[Items from a data source]

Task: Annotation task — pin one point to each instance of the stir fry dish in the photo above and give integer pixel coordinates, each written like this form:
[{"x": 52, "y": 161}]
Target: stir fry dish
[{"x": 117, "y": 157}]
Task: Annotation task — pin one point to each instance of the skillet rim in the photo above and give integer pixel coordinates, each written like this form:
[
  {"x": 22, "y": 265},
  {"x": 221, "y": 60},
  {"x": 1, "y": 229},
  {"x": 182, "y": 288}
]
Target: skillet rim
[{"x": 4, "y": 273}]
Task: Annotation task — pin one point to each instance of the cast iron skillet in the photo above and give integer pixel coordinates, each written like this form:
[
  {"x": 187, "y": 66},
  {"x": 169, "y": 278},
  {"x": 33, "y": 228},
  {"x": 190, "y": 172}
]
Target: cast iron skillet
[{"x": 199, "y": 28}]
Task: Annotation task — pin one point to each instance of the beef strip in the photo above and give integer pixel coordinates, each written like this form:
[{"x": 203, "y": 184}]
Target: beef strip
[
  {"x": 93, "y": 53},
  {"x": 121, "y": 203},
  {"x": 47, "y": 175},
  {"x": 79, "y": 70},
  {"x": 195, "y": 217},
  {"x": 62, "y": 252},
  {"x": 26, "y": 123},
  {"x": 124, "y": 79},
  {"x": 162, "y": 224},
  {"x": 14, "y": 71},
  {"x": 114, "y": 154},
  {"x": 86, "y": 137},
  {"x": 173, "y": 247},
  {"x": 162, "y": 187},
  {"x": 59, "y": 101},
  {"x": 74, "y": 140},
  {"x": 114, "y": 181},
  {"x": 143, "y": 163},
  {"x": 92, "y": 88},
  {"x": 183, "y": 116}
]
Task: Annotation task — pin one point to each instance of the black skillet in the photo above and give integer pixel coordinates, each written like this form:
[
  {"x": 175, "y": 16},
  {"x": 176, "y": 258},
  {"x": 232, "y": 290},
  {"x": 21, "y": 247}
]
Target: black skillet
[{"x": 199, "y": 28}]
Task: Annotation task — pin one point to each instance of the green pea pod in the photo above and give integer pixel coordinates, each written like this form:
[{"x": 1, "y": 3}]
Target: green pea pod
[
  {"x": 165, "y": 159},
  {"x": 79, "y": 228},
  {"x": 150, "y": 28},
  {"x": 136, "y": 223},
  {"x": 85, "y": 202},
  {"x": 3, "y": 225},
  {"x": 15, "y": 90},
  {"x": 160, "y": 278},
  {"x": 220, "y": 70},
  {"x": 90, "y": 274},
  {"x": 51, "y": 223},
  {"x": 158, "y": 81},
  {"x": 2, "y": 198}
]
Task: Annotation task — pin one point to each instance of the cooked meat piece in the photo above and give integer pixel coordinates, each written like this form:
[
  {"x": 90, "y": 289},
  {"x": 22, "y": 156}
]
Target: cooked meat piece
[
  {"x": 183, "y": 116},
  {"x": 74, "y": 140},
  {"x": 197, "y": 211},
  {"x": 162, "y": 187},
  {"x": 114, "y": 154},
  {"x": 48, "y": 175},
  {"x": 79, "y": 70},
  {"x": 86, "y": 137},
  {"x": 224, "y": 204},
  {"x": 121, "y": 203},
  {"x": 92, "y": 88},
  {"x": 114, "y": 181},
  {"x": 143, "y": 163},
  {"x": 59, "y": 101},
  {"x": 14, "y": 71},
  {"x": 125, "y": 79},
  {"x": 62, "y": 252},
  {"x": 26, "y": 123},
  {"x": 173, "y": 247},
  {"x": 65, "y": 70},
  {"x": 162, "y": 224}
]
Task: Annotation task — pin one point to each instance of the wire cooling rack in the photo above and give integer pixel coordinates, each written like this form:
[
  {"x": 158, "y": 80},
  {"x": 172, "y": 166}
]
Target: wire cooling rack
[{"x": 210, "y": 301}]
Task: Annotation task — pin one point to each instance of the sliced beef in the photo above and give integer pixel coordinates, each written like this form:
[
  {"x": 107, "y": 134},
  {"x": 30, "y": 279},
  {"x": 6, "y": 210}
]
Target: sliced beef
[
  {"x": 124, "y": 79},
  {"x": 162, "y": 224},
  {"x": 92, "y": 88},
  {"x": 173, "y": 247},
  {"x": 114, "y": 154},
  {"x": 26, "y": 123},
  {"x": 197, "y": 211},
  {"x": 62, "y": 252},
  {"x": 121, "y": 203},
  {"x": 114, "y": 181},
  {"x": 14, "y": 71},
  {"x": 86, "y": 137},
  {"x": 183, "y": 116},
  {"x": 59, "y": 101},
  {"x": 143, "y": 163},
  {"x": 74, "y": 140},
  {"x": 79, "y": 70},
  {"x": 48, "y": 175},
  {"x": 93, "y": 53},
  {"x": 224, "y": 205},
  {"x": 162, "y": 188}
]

Directions for this task — Only one stretch is wanted, so please give again exactly the lines from the start of the data through the line containing "of the green", both ends included.

Task output —
Task: Annotation task — pin one point to each instance of the stir fry dish in the photo above and give integer pixel coordinates, each written like this form:
[{"x": 52, "y": 161}]
Target: stir fry dish
[{"x": 117, "y": 157}]
Task: Annotation task — pin one point to each instance of the skillet rim in the photo above and give integer pixel coordinates, each written like this form:
[
  {"x": 22, "y": 265},
  {"x": 221, "y": 60},
  {"x": 1, "y": 229},
  {"x": 182, "y": 288}
]
Target: skillet rim
[{"x": 4, "y": 273}]
Task: Annotation task — pin one point to each instance of the cast iron skillet in the photo above and give integer pixel coordinates, each written like this form:
[
  {"x": 187, "y": 66},
  {"x": 169, "y": 278},
  {"x": 33, "y": 228},
  {"x": 190, "y": 172}
]
Target: cast iron skillet
[{"x": 199, "y": 28}]
Task: Annotation task — pin one point to each instance of the beef strip in the photo above and give integer pixel coordinates, each written like this form:
[{"x": 203, "y": 184}]
Target: beef strip
[
  {"x": 93, "y": 53},
  {"x": 121, "y": 203},
  {"x": 47, "y": 175},
  {"x": 79, "y": 70},
  {"x": 195, "y": 217},
  {"x": 62, "y": 252},
  {"x": 26, "y": 123},
  {"x": 124, "y": 79},
  {"x": 162, "y": 224},
  {"x": 14, "y": 71},
  {"x": 114, "y": 154},
  {"x": 86, "y": 137},
  {"x": 173, "y": 247},
  {"x": 162, "y": 187},
  {"x": 59, "y": 101},
  {"x": 74, "y": 140},
  {"x": 114, "y": 181},
  {"x": 143, "y": 163},
  {"x": 92, "y": 88},
  {"x": 183, "y": 116}
]
Task: Annotation task — pin one point to each instance of the black skillet in the photo above and give integer pixel coordinates, each written like this form:
[
  {"x": 175, "y": 16},
  {"x": 176, "y": 258},
  {"x": 232, "y": 290},
  {"x": 21, "y": 247}
]
Target: black skillet
[{"x": 199, "y": 28}]
Task: Annotation task — pin one point to each instance of the green pea pod in the photo above and give integer pixel coordinates, each written like this form:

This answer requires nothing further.